Records from a dataset
- - -
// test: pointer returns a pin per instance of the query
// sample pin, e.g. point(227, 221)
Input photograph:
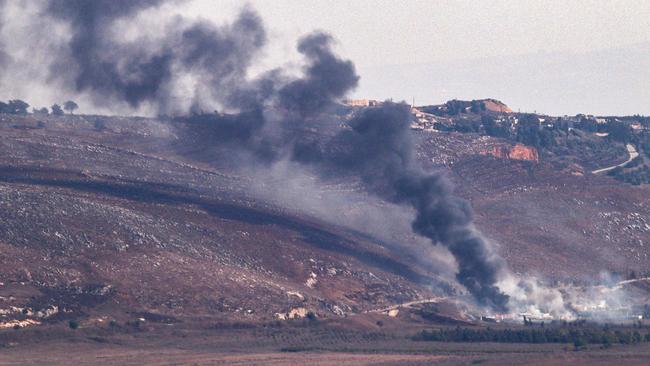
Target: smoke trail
point(3, 54)
point(383, 153)
point(95, 62)
point(270, 111)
- - -
## Brief
Can you copy every one of the entries above word for word, leaving out the pictures?

## Exercise solution
// test: pointer returns a pin per instance of the query
// sample pin, e.g. point(227, 221)
Input photograph:
Target: smoke trail
point(3, 54)
point(383, 153)
point(95, 62)
point(270, 111)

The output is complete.